• PROBLEM DETAILS
According to the text on Sum of Even Numbers After Queries, why must the solution be efficient? Answer in one to three sentences.

• EXCERPTED PASSAGE
=-=-=

Leetcode 985: Sum of Even Numbers After Queries
Given an integer array nums and an array of queries, each of which is in the form [value, index], you need to apply each query by adding value to nums[index] and return the sum of even numbers in the updated nums array after each query.
Problem
Approach
Steps
Complexity
Input: You are given an array nums of integers and an array of queries, where each query consists of a value to be added to nums at a specific index.
Example: nums = [5, 7, 9, 10], queries = [[2, 0], [-5, 1], [4, 0], [6, 3]]
Constraints:
• 1 <= nums.length <= 10^4
• -10^4 <= nums[i] <= 10^4
• 1 <= queries.length <= 10^4
• -10^4 <= value <= 10^4
• 0 <= index < nums.length
Output: For each query, return the sum of even numbers in nums after the query has been applied.
Example: Output: [12, 7, 12, 14]
Constraints:
• The output should be an array of integers representing the sum of even numbers after each query.
Goal: The goal is to modify the nums array with each query and compute the sum of even values in the updated array.
Steps:
• Initialize a sum variable to hold the sum of even numbers in nums.
• Iterate over each query and modify the appropriate value in nums.
• After modifying nums, update the sum of even numbers based on the updated value.
Goal: The problem must be solved efficiently given the constraints on the array and queries sizes.
Steps:
• nums.length and queries.length can be as large as 10^4, so the solution must be efficient.
Assumptions:
• Each query modifies nums at a specific index, and the sum of even values is updated immediately after each modification.
• Input: nums = [5, 7, 9, 10], queries = [[2, 0], [-5, 1], [4, 0], [6, 3]]
• Explanation: In this example, we modify nums in place for each query and compute the sum of even values after each query.
Approach: We can keep track of the sum of even values in nums and update it after each query, adjusting for the even/odd status of the modified value.

=-=-=

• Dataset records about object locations

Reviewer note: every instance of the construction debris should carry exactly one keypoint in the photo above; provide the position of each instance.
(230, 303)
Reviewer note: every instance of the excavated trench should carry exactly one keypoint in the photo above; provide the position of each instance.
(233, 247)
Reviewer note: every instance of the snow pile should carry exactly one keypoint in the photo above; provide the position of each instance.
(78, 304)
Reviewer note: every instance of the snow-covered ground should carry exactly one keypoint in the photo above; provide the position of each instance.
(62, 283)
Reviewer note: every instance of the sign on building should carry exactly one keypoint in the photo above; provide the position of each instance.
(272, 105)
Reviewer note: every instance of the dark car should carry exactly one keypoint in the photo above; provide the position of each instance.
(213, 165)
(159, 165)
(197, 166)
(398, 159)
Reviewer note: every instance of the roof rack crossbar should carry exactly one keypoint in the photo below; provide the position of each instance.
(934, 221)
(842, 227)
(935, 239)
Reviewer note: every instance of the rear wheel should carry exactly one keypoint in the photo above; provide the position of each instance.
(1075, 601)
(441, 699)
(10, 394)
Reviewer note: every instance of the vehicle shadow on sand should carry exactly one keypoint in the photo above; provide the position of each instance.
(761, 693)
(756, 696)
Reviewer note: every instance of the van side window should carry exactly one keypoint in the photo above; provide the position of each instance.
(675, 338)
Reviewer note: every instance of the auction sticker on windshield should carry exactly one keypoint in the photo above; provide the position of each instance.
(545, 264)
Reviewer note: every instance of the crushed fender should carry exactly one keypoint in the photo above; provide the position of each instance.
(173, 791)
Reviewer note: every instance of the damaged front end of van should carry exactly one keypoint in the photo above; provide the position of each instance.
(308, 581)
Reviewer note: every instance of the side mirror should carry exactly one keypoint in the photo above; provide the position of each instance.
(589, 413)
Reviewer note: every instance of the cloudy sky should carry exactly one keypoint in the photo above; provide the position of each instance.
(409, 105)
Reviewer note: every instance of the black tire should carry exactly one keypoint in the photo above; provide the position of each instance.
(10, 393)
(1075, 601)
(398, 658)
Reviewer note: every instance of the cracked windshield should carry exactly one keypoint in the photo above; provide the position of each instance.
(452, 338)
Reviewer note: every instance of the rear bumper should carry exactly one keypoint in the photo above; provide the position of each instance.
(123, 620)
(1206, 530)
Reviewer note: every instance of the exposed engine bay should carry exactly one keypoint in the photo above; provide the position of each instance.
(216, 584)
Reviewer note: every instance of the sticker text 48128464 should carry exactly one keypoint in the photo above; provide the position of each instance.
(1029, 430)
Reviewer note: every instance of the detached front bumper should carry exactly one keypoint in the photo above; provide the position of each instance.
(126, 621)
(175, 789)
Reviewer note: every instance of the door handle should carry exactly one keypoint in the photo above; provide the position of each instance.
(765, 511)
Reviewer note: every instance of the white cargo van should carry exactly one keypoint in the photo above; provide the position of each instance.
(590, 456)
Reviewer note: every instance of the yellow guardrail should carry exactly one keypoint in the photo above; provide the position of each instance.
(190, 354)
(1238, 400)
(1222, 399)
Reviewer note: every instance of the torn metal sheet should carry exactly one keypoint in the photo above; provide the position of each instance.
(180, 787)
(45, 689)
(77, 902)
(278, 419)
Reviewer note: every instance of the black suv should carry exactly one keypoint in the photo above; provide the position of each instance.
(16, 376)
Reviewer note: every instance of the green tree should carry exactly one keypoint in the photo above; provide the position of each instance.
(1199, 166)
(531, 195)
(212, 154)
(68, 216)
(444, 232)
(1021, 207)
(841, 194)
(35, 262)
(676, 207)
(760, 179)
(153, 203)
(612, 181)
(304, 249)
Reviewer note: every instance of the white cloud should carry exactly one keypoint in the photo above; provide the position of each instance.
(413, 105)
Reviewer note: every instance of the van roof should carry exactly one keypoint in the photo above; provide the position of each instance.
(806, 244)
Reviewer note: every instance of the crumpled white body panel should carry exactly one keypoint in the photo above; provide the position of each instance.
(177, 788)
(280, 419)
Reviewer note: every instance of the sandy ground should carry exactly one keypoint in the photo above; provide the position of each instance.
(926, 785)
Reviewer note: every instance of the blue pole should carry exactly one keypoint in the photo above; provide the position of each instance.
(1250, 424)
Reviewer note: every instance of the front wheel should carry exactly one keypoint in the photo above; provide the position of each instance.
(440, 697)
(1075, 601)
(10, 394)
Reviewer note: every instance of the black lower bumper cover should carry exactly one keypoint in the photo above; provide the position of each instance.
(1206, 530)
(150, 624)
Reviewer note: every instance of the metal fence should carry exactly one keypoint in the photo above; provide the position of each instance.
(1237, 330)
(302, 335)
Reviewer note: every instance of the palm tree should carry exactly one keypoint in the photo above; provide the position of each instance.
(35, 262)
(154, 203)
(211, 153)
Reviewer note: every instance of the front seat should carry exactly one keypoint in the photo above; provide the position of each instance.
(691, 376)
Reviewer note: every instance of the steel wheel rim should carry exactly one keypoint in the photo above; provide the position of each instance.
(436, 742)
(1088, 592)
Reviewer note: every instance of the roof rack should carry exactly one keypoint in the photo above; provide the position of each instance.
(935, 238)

=-=-=

• WRITTEN SOLUTION
The solution must be efficient because nums.length and queries.length can each be as large as 10^4.